Collection entries
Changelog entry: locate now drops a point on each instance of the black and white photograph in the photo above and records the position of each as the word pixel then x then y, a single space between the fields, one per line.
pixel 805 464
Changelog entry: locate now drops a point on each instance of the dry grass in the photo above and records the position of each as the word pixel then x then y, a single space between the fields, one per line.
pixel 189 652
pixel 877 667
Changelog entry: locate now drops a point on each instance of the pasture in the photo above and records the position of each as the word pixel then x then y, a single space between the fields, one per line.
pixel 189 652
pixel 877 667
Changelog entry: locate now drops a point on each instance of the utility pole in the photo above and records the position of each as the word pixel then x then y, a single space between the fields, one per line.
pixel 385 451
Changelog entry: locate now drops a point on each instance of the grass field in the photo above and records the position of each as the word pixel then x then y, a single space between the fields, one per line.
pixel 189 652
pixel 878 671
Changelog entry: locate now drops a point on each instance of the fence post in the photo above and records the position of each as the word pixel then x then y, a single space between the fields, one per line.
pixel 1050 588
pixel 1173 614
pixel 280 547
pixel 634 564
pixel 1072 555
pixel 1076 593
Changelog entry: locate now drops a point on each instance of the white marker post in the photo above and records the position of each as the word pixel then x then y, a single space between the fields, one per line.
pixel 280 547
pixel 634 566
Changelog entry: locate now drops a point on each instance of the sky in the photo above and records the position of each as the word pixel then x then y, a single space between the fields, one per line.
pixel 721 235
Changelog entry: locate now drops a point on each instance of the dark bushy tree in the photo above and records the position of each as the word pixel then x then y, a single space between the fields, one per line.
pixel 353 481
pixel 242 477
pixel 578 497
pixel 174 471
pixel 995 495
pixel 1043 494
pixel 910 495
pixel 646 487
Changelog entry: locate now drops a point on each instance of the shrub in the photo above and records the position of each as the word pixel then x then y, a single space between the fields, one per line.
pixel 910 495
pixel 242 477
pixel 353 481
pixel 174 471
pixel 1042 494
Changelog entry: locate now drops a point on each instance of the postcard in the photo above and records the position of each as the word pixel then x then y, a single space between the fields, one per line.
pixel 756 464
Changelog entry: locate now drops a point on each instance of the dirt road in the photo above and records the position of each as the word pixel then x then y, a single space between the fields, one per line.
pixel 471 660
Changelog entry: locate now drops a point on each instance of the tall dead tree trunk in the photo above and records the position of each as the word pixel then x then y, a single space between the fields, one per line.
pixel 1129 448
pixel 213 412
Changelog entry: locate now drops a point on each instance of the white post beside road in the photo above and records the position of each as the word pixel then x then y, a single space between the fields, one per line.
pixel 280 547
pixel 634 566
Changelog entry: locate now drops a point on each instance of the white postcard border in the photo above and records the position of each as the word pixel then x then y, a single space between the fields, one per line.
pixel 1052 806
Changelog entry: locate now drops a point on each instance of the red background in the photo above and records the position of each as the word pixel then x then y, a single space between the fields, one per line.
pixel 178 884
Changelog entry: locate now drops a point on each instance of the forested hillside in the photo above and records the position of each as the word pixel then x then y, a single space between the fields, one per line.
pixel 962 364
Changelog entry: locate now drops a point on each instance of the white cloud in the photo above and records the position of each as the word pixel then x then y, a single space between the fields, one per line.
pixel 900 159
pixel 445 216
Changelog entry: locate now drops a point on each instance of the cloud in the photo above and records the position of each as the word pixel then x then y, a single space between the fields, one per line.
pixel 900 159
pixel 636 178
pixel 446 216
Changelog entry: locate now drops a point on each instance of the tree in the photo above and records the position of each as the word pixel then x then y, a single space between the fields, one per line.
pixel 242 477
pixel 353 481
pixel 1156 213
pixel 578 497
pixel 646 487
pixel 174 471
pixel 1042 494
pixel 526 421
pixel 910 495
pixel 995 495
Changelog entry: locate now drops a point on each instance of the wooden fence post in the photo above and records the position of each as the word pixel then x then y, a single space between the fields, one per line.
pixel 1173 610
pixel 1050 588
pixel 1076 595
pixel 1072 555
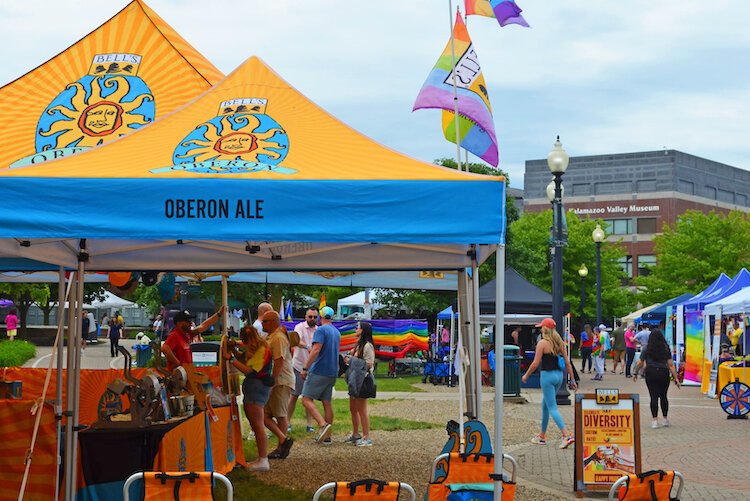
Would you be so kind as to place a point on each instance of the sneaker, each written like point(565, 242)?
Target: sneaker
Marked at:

TO BE DONE
Retype the entries above without any change, starting at the line that contains "of the grass" and ending after the line that contains "pixel 756 464".

CORRECT RESULT
Changelog entry: locate now drops a point on each instance of the grass field in the photo above and records the position of each as the word pixel then x then y, a single space between the fields, one per line.
pixel 189 652
pixel 878 671
Changelog entry: locate now drops a point on each instance of the fence post in the photo above and records the position of each as the word pixel then x then y, a single space between the fields, one per line.
pixel 1050 588
pixel 1173 614
pixel 280 547
pixel 634 564
pixel 1072 555
pixel 1076 593
Changelog entry: locate now drops a point on each instance of the white marker post in the photo above and records the position of each as the word pixel then x then y, a single space between the fields, one per line.
pixel 280 547
pixel 634 566
Changelog entry: locate now drops a point on each instance of the sky in the photo above and records the position of each as the word pixel then x then y, a single space between the fields, one per line.
pixel 721 235
Changelog entry: locate now drops a point on each instance of the dark bushy tree in the photo above and records the position of each as the word pixel then x then y, a single space between the fields, one per line.
pixel 353 481
pixel 242 477
pixel 578 497
pixel 174 471
pixel 995 495
pixel 1043 494
pixel 910 495
pixel 646 487
Changelog entry: locate now drops a point on each instance of the shrub in the photo above and records the position of each as the word pixel then x then y, a single space between the fields, one per line.
pixel 910 495
pixel 242 477
pixel 353 481
pixel 174 471
pixel 1042 494
Changelog entry: locate now drops a point on each instance of the postcard in the photo above and records the position of each as the word pixel then x then y, a single space between the fields, one per line.
pixel 756 464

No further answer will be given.